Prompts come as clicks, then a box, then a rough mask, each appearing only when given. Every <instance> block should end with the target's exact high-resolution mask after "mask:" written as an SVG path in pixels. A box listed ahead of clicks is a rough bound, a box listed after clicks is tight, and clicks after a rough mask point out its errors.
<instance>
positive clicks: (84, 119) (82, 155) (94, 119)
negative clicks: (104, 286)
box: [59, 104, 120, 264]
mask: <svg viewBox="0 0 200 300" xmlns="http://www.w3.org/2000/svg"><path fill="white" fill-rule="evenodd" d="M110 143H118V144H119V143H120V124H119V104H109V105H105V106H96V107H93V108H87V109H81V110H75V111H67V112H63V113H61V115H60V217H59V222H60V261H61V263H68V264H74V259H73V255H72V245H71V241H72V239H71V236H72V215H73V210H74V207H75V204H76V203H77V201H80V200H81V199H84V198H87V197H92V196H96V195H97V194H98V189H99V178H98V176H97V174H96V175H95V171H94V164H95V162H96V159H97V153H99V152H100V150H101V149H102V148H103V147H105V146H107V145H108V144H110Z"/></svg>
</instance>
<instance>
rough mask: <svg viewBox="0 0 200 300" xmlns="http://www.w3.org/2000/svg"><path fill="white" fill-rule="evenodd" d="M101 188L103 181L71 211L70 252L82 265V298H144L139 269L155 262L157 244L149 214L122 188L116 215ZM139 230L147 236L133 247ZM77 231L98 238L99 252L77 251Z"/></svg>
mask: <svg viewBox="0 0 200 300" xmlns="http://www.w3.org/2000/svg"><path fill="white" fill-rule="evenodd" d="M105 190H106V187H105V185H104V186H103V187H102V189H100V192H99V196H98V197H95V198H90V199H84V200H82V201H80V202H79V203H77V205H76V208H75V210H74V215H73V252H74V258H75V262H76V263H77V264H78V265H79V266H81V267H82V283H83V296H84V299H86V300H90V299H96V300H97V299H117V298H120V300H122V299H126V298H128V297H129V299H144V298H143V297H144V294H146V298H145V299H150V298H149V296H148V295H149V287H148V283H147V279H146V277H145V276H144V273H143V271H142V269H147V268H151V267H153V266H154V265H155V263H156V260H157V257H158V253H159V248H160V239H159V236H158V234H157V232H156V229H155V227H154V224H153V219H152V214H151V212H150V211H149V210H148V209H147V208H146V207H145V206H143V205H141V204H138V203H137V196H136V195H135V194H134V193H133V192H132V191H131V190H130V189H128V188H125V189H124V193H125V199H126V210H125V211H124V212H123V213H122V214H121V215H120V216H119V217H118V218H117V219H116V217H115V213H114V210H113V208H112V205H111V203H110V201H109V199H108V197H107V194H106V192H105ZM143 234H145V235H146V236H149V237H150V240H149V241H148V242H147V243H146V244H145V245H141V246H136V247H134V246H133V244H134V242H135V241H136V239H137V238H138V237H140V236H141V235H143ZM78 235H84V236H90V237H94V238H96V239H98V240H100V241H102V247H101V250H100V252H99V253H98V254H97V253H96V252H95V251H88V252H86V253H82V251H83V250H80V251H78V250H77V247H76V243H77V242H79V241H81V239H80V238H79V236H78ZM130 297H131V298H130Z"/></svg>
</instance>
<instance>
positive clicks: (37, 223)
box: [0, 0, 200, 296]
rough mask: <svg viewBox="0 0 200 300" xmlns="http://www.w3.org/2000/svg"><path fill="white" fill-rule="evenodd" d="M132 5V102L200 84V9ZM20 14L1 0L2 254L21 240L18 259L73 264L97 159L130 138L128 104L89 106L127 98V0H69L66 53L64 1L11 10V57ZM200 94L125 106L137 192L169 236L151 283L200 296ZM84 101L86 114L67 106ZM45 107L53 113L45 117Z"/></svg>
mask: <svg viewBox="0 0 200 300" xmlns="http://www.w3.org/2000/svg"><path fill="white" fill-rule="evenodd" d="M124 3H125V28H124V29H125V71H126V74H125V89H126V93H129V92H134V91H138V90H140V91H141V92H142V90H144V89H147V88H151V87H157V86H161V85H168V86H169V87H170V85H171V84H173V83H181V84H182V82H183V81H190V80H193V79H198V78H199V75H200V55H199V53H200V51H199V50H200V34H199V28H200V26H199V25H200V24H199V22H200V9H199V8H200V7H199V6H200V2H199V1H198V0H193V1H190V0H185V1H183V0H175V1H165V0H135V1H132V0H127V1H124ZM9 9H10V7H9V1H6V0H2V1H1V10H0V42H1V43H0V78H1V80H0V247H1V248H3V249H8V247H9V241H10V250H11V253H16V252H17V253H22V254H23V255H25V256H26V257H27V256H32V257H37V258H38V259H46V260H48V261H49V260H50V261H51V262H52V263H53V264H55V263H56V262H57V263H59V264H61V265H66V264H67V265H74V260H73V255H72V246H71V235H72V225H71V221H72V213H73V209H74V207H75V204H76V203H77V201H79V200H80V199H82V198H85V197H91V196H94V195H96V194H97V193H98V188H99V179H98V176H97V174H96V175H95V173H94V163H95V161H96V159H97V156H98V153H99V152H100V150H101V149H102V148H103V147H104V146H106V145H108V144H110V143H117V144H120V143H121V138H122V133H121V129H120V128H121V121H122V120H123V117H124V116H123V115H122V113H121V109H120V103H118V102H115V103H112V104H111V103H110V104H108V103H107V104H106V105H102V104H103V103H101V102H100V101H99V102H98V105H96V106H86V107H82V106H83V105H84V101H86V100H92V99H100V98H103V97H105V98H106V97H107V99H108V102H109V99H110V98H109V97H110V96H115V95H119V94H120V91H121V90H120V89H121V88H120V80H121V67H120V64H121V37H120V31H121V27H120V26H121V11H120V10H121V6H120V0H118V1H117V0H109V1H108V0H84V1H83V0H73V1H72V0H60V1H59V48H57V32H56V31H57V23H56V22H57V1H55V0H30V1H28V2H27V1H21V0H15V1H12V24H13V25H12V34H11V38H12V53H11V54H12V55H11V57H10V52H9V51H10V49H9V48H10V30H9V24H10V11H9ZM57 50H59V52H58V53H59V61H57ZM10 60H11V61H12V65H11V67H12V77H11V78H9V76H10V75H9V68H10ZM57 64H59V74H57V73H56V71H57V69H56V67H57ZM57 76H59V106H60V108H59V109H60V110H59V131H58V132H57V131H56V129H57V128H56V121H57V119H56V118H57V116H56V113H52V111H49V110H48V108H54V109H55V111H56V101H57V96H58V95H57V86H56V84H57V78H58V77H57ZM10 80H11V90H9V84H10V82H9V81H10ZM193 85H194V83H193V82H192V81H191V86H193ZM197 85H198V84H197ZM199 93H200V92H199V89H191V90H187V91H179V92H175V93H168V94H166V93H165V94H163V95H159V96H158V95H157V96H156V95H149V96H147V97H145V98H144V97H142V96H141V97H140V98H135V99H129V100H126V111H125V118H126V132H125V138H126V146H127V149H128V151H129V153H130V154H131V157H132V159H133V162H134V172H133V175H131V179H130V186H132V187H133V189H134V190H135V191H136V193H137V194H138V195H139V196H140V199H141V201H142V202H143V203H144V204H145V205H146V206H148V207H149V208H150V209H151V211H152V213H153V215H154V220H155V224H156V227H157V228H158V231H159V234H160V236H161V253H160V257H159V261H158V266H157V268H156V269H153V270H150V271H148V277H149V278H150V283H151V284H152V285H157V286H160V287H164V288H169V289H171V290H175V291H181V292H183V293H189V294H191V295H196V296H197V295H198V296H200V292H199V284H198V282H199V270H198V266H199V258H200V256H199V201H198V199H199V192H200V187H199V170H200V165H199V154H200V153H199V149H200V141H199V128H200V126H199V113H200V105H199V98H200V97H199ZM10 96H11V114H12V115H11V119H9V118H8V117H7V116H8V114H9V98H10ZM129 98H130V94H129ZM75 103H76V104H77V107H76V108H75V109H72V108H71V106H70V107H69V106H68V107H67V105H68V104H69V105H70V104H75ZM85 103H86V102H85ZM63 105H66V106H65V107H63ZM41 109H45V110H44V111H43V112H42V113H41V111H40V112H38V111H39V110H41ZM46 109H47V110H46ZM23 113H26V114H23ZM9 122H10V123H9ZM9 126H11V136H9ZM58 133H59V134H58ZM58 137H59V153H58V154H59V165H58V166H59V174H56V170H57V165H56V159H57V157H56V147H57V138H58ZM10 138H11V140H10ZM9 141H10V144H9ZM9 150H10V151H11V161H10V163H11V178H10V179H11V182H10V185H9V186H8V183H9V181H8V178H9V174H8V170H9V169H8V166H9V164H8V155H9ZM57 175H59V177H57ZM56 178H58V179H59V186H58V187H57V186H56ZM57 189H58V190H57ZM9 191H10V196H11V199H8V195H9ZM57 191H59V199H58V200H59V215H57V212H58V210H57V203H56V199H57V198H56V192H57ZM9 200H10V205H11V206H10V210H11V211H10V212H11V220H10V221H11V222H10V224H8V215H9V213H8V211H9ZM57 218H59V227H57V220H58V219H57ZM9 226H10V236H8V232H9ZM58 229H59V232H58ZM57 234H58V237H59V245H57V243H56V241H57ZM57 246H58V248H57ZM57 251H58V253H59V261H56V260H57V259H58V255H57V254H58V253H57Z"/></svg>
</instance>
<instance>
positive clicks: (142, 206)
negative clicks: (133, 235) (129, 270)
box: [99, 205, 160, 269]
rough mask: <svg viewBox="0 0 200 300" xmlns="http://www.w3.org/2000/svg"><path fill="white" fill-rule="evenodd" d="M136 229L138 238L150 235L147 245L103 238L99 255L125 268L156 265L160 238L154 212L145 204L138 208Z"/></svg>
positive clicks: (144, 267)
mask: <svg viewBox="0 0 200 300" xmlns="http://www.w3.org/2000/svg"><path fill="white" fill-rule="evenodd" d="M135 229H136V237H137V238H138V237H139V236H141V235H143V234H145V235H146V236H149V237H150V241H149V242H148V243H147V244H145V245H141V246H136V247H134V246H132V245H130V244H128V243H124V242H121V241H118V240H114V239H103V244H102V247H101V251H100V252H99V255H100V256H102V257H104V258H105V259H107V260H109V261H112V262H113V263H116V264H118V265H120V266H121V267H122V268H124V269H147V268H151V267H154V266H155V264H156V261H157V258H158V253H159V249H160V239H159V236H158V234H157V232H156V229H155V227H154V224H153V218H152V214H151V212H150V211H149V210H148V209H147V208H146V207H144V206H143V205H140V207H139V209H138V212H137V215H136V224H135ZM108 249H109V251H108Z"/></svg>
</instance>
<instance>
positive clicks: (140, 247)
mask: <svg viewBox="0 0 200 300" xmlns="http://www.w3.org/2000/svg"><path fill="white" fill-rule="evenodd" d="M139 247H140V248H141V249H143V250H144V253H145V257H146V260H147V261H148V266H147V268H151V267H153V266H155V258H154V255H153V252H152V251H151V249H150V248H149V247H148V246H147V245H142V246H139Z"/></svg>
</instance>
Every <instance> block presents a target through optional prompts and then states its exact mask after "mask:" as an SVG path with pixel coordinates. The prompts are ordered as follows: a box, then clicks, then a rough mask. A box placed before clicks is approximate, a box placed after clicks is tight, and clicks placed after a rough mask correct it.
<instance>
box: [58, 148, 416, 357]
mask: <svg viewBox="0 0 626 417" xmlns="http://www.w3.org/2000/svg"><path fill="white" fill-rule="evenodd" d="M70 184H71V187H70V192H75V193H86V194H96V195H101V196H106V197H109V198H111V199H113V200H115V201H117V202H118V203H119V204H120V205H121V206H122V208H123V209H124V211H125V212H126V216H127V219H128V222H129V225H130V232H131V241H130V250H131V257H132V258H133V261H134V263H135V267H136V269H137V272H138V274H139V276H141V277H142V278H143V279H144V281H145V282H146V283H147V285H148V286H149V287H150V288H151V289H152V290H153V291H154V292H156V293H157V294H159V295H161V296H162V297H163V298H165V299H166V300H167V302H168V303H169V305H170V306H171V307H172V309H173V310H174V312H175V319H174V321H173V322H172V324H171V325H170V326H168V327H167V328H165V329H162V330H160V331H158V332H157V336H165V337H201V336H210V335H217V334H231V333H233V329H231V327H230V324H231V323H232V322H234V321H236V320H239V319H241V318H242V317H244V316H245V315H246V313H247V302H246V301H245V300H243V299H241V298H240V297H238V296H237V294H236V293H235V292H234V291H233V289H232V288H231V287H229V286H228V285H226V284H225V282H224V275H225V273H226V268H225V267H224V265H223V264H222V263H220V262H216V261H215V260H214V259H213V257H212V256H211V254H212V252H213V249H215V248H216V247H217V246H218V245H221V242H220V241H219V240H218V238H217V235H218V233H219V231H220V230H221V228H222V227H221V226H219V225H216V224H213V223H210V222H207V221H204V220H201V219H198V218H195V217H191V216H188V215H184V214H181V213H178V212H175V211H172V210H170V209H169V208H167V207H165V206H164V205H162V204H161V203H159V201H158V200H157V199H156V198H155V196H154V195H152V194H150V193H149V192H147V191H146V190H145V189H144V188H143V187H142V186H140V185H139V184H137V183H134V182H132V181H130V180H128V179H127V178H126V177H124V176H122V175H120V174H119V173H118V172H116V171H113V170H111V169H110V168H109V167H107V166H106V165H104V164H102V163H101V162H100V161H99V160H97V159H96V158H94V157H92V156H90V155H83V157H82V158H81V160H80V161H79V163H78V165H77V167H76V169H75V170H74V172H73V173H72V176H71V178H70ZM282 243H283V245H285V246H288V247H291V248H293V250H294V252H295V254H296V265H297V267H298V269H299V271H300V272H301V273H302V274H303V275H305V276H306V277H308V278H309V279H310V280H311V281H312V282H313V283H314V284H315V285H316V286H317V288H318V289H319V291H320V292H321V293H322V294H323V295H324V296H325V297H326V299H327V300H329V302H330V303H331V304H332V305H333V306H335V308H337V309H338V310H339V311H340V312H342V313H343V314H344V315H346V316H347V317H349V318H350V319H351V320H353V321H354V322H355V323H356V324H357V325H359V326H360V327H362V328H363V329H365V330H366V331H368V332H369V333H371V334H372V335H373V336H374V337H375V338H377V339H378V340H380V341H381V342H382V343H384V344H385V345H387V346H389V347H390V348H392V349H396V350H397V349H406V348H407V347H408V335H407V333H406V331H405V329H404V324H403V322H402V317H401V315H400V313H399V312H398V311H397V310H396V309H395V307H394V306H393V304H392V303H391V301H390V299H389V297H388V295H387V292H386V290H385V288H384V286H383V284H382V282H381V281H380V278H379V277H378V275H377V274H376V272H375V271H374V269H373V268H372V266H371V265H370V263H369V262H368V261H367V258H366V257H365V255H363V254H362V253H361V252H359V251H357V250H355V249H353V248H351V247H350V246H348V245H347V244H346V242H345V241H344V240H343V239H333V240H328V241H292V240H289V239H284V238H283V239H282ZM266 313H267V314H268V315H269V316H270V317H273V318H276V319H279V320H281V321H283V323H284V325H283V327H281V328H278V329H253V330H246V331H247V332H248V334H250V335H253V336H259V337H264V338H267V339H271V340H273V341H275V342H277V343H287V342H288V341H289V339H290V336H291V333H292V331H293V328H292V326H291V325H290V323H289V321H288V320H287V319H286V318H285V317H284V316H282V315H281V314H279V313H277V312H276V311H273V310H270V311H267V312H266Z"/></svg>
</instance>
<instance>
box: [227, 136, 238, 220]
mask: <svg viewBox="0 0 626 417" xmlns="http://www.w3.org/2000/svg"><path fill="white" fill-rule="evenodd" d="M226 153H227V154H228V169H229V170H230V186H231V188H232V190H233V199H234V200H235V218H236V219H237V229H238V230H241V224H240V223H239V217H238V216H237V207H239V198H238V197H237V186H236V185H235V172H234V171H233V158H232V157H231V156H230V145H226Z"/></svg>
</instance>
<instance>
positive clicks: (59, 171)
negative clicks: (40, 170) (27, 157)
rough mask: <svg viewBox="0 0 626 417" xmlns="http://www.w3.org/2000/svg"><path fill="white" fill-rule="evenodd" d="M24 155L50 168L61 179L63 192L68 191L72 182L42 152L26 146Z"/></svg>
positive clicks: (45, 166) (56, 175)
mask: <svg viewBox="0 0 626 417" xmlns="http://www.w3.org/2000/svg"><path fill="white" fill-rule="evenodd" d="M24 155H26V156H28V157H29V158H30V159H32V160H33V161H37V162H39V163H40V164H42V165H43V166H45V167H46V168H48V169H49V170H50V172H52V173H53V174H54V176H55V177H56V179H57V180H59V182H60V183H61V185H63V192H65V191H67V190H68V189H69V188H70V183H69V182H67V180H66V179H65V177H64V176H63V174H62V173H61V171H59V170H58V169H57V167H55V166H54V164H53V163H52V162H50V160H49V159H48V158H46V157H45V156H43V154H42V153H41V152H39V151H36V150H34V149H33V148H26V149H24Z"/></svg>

--------------------

# Task details:
A verbatim transcription is required: the first line of the listing, the line containing "negative clicks: (104, 286)", and every line between them.

# Answer space:
Prompts come as clicks, then a box, then a rough mask, each appearing only when given. Every <instance> block should end with the target's exact high-resolution mask after "mask:" written as an SVG path in pixels. A box listed ahead of clicks is a rough bound, a box listed after clicks is tight, and clicks after a rough mask point out its errors.
<instance>
positive clicks: (84, 119) (82, 155) (94, 119)
negative clicks: (104, 286)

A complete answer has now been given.